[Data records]
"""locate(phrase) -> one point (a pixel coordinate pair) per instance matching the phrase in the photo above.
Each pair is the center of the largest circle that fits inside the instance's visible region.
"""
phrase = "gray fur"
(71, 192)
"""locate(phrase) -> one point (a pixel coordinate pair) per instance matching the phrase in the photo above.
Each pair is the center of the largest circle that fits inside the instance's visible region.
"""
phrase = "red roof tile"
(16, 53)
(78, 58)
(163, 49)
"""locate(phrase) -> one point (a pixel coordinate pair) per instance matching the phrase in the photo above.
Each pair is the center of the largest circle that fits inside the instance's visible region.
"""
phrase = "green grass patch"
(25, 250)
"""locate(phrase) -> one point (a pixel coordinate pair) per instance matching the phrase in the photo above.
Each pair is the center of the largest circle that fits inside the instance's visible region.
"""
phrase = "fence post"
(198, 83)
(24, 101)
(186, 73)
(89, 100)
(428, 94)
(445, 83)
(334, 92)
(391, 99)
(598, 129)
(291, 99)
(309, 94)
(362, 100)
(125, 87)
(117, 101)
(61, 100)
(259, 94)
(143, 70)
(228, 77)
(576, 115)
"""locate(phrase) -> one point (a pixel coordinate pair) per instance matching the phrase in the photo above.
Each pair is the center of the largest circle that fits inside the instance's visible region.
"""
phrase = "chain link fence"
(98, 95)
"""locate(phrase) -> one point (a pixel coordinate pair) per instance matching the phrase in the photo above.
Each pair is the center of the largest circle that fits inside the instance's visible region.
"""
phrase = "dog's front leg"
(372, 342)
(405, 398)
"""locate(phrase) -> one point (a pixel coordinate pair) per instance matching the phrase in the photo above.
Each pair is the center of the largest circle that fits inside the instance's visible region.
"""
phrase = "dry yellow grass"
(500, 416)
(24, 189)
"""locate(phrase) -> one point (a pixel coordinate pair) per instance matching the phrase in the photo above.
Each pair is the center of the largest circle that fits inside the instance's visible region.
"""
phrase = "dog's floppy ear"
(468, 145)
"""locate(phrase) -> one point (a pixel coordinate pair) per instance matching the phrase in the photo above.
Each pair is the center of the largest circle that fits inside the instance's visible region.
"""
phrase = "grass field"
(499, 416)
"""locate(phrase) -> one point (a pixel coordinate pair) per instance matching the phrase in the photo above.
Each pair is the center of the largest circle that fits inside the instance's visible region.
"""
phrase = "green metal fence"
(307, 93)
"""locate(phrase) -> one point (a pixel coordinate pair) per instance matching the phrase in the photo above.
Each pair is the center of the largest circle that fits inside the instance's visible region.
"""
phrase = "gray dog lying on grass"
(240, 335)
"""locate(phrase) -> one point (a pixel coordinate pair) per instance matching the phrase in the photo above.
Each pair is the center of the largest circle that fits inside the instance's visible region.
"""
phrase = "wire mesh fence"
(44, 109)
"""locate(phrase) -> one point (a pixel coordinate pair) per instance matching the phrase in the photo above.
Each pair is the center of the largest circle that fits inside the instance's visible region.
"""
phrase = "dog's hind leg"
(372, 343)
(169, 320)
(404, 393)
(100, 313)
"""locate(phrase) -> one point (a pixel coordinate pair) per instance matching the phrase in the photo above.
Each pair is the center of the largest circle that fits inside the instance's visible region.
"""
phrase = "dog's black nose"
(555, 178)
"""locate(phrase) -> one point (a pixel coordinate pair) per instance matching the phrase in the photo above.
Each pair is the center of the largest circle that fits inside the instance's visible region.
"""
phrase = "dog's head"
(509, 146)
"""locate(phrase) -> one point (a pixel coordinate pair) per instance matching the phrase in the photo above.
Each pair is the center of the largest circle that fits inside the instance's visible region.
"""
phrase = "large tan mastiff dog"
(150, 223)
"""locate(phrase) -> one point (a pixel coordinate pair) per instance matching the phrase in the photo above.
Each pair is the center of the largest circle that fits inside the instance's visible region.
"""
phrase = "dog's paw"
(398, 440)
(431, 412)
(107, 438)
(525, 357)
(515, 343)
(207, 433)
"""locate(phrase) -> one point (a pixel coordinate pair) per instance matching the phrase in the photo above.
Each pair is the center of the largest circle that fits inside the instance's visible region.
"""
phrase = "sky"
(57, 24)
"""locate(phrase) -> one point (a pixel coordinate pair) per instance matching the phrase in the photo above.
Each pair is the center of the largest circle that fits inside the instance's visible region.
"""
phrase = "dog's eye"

▶ Exercise brief
Exact copies of every record are required.

▶ Reply
"""locate(phrase) -> one point (a pixel coordinate pair) per instance matching the phrase in the photo above.
Each pair is the center of the largest circle that fits inside the instance's visible region.
"""
phrase = "gray fur"
(71, 192)
"""locate(phrase) -> one point (a pixel coordinate pair) per instance matching the phrase in the photo above.
Each pair is the center of the largest circle that fits inside the instance's visible region.
"""
phrase = "red roof tile"
(16, 53)
(78, 58)
(163, 49)
"""locate(phrase) -> one point (a pixel coordinate pair) per instance matching the phrase in the photo above.
Each pair is the center of the largest circle that fits inside the instance's visible region.
"""
phrase = "green grass patch"
(25, 250)
"""locate(phrase) -> one point (a pixel coordinate pair) per instance matching the phrase in the photo above.
Each pair is the center of the largest circle that fits inside the instance's visible region.
"""
phrase = "fence post"
(198, 83)
(24, 101)
(186, 73)
(89, 100)
(428, 94)
(445, 83)
(334, 92)
(391, 99)
(598, 129)
(291, 99)
(309, 94)
(362, 100)
(125, 87)
(117, 101)
(61, 100)
(259, 94)
(143, 70)
(228, 77)
(576, 115)
"""locate(phrase) -> one point (a pixel coordinate pair) per instance matching the phrase in the photo above.
Each pair is the center of the largest circle that fits inside the instance's visible region.
"""
phrase = "chain link fence"
(98, 95)
"""locate(phrase) -> one point (a pixel coordinate pair) per instance matching the phrase in the photo above.
Each pair is the center of the largest circle that fits inside the instance's visible region.
"""
phrase = "dog's front leg"
(372, 342)
(405, 398)
"""locate(phrase) -> one point (a pixel coordinate pair) per instance matching the phrase in the photo above.
Each pair is the center of the largest circle that fits inside the instance's visible region.
"""
phrase = "dry yellow grass"
(500, 416)
(24, 189)
"""locate(phrase) -> one point (a pixel coordinate pair) per instance matching the phrase in the photo above.
Each pair is the center of the largest circle that fits inside the instance's visible region.
"""
phrase = "dog's floppy ear"
(468, 145)
"""locate(phrase) -> one point (a pixel coordinate pair) per instance matching the phrase in the photo above.
Each pair is the center of the largest circle that fits inside the instance's visible region.
"""
phrase = "grass field"
(499, 416)
"""locate(phrase) -> one point (a pixel coordinate pair) per instance matching the phrase in the photo above.
Each pair is the center of the largest circle that fits inside the instance's visible region.
"""
phrase = "green metal fence"
(307, 93)
"""locate(phrase) -> one point (a pixel coordinate pair) per instance matching the phrase in the photo above.
Each pair is the center of the largest circle that fits inside the instance's visible region.
"""
phrase = "gray dog lying on grass"
(240, 335)
"""locate(phrase) -> one point (a pixel coordinate pair) per instance matching the phrase in the photo above.
Each pair is the center of the largest circle that fits inside the instance's visible region.
"""
phrase = "wire mesh fence"
(44, 109)
"""locate(phrase) -> one point (a pixel coordinate pair) per instance matching the phrase in the photo above.
Each pair is the center of the largest circle that fits inside the instance's visible region.
"""
phrase = "dog's hind leg"
(372, 343)
(169, 320)
(404, 393)
(100, 313)
"""locate(phrase) -> one point (a pixel coordinate pair) per instance matching the phrase in the photo above.
Each pair is the center of the largest circle that fits inside the instance's visible region.
"""
phrase = "dog's black nose"
(555, 178)
"""locate(phrase) -> one point (a pixel coordinate pair) per instance matching the phrase in the photo above.
Each pair is the center of the largest circle that fits inside the instance's visible region.
"""
phrase = "dog's head"
(509, 146)
"""locate(phrase) -> one point (a pixel coordinate pair) per instance matching the phrase in the photo above.
Each pair is the center of the largest circle that fits inside the instance's visible region.
"""
phrase = "large tan mastiff dog"
(150, 223)
"""locate(phrase) -> one point (a pixel coordinate pair) per instance matching the phrase in the photo above.
Each pair is the center of the largest circle that fits inside the instance's visible region.
"""
phrase = "dog's paw"
(398, 440)
(431, 412)
(107, 438)
(525, 357)
(515, 343)
(207, 433)
"""locate(phrase) -> one point (a pixel coordinate pair) per instance matching the phrase in the photo above.
Each pair is the center of the largest circle that fits inside the instance's visible region.
"""
phrase = "sky"
(57, 24)
"""locate(phrase) -> one point (a pixel coordinate pair) per instance matching the phrase in the photo above.
Each pair is the center of the largest circle that fits inside the instance's visible region.
"""
phrase = "dog's eye"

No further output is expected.